## Start Extract provided

An Overview of Teradata RDBMS (Relational Database Management System)

January 21, 2021

In this era of Big Data, companies are using data-driven approaches to improve various aspects of their businesses. These businesses data is complex, huge, and evolving. This requires an effective tool for managing it. Teradata is an open and scalable database management system, that can enable businesses to improve their outcomes using data management tools.

This system is used in various industries such as manufacturing, health care, and transport to optimize their processes. This article takes you through this system and provides an overview of various aspects such as the importance, features, and architecture of Teradata. It will also explain how Teradata works and highlights its real-life applications.

Introduction

Teradata is an open RDBMS (relational database management system) that runs on operating systems such as Windows, Unix, and Linux. Teradata supports huge data warehouse applications. Teradata database consists of broad options for deployment. This system can support various users from multiple client platforms (concurrently). The application of Teradata exists on a parallel architecture.

It supports strategic intelligence, that provides queries, intelligence tools, and utilities for strategic decision making. For example, users can use Teradata to generate complex reports such as business trends. These reports can be used to make useful future predictions, that improve decision making in an organization. Teradata offers operational intelligence tools that enhance front-line or operational decision making.

Why you should use Teradata

  • It can support a massive volume of data (more than 50 petabytes).
  • It can be integrated with various business intelligence (BI) tools.
  • It consists of many deployment options that can be used to fetch the same data.
  • Users can perform complex analytics because it supports OLAP (online analytical processing).

## End Extract provided

- [Written instruction]:
Please answer these questions from the Teradata overview above.
(a) Which operating systems does Teradata run on?
(b) How much data can it support?
(c) Which industries are named as using the system?

## Start Data

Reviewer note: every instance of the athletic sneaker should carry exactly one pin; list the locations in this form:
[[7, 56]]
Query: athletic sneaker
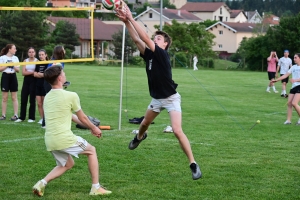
[[135, 142], [39, 189], [196, 173], [100, 191]]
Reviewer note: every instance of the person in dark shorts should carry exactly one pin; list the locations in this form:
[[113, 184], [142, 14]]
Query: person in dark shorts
[[9, 81], [161, 86], [294, 96]]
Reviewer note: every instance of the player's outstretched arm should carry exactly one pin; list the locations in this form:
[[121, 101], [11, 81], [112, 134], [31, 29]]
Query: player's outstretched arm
[[87, 123], [142, 34]]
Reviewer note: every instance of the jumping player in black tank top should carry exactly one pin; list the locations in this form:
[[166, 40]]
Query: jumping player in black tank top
[[161, 86]]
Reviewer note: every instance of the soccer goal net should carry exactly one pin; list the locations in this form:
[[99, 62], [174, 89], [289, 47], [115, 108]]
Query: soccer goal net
[[46, 28]]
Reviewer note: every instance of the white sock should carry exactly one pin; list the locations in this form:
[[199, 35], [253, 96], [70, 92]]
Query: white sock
[[44, 182], [97, 186]]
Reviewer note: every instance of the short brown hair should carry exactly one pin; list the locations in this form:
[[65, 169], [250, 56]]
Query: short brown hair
[[51, 73], [167, 38]]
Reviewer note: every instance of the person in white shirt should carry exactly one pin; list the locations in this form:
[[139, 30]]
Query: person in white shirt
[[9, 81], [294, 96], [195, 60], [284, 65], [28, 88]]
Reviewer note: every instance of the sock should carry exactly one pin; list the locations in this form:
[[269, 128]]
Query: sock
[[44, 182], [97, 186]]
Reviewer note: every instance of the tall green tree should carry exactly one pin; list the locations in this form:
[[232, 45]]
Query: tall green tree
[[65, 34], [24, 29]]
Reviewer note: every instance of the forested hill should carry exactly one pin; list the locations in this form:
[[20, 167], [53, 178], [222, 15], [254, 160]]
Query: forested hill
[[277, 7]]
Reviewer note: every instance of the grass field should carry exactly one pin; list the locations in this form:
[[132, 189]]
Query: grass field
[[219, 107]]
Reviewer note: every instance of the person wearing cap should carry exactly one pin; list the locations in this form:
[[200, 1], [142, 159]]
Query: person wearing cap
[[284, 65]]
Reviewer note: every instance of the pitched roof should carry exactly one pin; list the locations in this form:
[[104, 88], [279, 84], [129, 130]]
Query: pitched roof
[[235, 27], [177, 14], [203, 6], [102, 31], [235, 13]]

## End Data

- [Final result]:
(a) Windows, Unix, and Linux.
(b) More than 50 petabytes.
(c) Manufacturing, health care, and transport.